▶ Preguntas planteadas
(a) Reproduzca de forma literal el texto sobre Marcelo, empezando por "Está preocupado por" y continuando hasta "aún la pena.".
(b) Indique si cada afirmación concuerda con el texto sobre Marcelo, respondiendo sí o no y citando textualmente las palabras que lo determinan: (i) Marcelo tiene hijos de 3 y de 5 años; (ii) Marcelo vivía en un apartamento de su propiedad; (iii) Marcelo sigue dictando clases de derecho penal.
(c) Prolongue el texto sobre Marcelo a partir de la última oración que aparece.
----- Texto extraído
A veces piensa que tampoco se le perdonan las duras palabras que contra la persecución injusta de manifestantes, pronunció en febrero de este año, cuando le tocó, como voluntario del Foro Penal Venezolano, asistir en una audiencia a varios de los jóvenes detenidos en una causa delicada: La que luego serviría para procesar a Leopoldo López.
Marcelo está mal. Desde su celda de máxima seguridad padece día a día 40 grados centígrados de calor sofocante, viendo además que sus problemas de la columna, y lo que es más grave, ese implacable cáncer en la piel que cada día le roba un trozo más de vida, le tratan con la misma crueldad que le muestran sus captores.
Está preocupado por sus hijos de 3 y de 5 años de edad. Vivía en un apartamento alquilado y era el único sostén de su familia. Llega diciembre y no podrá estar con ellos. Eso le duele mucho más de lo que se permite reconocer. Ya no dicta sus clases de derecho penal, y la verdad sea dicha, a veces se cuestiona si su amor por el conocimiento y la enseñanza vale aún la pena.
----------
----- Información proporcionada
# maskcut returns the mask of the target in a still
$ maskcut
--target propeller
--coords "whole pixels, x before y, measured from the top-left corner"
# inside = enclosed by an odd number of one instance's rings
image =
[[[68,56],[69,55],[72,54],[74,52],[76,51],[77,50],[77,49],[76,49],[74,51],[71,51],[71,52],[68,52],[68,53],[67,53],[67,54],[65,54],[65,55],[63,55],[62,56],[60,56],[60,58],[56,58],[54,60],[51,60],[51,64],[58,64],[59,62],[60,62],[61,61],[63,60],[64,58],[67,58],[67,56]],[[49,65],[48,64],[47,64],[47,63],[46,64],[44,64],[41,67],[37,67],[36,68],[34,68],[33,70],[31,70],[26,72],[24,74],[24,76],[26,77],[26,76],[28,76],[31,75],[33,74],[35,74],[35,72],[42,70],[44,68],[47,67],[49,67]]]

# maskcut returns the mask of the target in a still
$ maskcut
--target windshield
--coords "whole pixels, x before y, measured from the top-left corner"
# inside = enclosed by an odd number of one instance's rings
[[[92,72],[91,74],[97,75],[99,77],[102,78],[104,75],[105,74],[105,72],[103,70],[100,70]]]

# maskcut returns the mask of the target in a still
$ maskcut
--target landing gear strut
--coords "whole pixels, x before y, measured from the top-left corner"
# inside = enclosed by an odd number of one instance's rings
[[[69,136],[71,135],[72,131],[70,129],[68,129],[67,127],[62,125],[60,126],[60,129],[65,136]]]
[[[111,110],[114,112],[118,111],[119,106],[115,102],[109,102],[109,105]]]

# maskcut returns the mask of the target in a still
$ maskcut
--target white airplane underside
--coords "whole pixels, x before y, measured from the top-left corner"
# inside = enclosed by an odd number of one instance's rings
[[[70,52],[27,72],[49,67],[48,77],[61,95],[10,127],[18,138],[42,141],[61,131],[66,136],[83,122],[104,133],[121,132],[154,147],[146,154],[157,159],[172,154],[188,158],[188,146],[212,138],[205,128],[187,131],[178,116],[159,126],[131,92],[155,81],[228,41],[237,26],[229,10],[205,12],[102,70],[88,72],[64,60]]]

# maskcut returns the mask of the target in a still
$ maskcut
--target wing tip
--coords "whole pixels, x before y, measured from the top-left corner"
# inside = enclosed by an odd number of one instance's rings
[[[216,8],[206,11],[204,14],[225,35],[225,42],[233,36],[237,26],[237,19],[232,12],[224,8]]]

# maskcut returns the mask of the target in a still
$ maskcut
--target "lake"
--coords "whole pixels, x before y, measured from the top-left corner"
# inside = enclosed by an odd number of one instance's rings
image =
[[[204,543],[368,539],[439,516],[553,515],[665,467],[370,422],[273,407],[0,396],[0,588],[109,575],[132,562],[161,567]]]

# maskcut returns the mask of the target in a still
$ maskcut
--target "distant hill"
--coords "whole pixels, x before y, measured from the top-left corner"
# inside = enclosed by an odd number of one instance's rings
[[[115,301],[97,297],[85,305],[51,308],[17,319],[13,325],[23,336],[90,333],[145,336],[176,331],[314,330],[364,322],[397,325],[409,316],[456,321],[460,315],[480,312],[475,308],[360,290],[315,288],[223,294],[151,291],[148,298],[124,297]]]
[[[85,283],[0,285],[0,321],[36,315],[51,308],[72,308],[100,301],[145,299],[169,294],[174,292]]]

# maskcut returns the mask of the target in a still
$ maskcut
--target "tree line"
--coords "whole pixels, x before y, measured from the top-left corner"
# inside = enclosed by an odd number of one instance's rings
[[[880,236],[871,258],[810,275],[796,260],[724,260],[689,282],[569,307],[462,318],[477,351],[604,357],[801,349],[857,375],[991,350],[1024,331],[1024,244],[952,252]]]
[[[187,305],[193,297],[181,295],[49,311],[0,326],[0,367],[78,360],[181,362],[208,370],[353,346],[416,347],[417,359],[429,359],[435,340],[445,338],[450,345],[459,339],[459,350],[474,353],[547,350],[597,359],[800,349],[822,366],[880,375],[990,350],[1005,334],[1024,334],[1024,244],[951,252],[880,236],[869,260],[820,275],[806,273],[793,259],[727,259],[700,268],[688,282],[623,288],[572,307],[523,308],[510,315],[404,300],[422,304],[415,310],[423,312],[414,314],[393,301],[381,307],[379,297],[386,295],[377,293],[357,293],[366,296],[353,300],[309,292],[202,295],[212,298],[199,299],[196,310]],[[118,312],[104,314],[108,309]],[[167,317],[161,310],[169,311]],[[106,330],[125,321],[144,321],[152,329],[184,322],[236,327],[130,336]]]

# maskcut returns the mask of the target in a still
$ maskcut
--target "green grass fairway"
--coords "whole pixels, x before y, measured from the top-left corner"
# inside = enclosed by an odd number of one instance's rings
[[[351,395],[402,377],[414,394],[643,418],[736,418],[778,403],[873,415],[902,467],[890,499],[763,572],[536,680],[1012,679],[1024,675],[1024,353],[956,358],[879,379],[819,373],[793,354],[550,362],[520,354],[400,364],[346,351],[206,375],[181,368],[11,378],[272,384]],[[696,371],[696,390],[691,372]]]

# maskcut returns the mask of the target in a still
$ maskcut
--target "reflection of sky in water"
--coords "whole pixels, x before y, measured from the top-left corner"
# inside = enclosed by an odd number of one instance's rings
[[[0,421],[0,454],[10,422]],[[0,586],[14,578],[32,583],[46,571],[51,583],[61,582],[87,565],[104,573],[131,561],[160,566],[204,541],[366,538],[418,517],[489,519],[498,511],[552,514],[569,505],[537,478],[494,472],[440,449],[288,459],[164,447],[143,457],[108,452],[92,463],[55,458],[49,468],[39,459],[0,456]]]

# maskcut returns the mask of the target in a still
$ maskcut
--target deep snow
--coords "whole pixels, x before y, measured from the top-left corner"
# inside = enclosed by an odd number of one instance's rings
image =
----------
▶ Respuestas ofrecidas
(a)
Está preocupado por sus hijos de 3 y de 5 años de edad. Vivía en un apartamento alquilado y era el único sostén de su familia. Llega diciembre y no podrá estar con ellos. Eso le duele mucho más de lo que se permite reconocer. Ya no dicta sus clases de derecho penal, y la verdad sea dicha, a veces se cuestiona si su amor por el conocimiento y la enseñanza vale aún la pena.

(b)
(i) Sí: "Está preocupado por sus hijos de 3 y de 5 años de edad."
(ii) No: "Vivía en un apartamento alquilado"
(iii) No: "Ya no dicta sus clases de derecho penal"

(c)
Es que la sevicia se le dispensa sin atenuantes. Lo importante, para quienes le tienen sometido, no es que esté enfermo o que merezca en todo caso ser juzgado en libertad, sino el mensaje que el poder envía a los demás abogados del país: “No se metan a redentores. Si defienden a un “apátrida”, a un “guarimbero” o a un estudiante revoltoso, aunque la ley esté de su lado, son ustedes unos criminales”.
Sin embargo, cada noche (Marcelo, al menos, sí puede ver desde su celda la luz del sol) ve un trocito de cielo nocturno en el que, si tiene suerte, a veces se coloca como si fuese solo para él, una estrella. Entonces se calma. Sabe que no es un criminal, y que en todo caso ese mote cala más en quienes, con sus abusos, le robaron el abrazo navideño de sus hijos. La justicia llegará, Marcelo lo sabe.
Inés no desfallece
Esta semana Inés esperaba tranquila que la dejaran en libertad. La orden la había dictado el tribunal que lleva su causa, a solicitud de la fiscalía. Es una muchacha apasionada, de carácter fuerte. Eso la llevó a emitir públicamente muy duras palabras contra el gobierno y sus agentes. Ese era su pecado, y hasta cierto punto ella misma lo reconocía como tal.
Pero eso es una cosa y otra, muy diferente, es que tus trinos te lleven a la cárcel. Así no funcionan la democracia ni los DDHH. Además, la pena que en todo caso le correspondería, en caso de ser condenada, no permite que se la mantenga encarcelada durante el proceso. Por ello había sido acordada su libertad; pero no contaba Inés con el tamaño de la maldad contra la que luchaba.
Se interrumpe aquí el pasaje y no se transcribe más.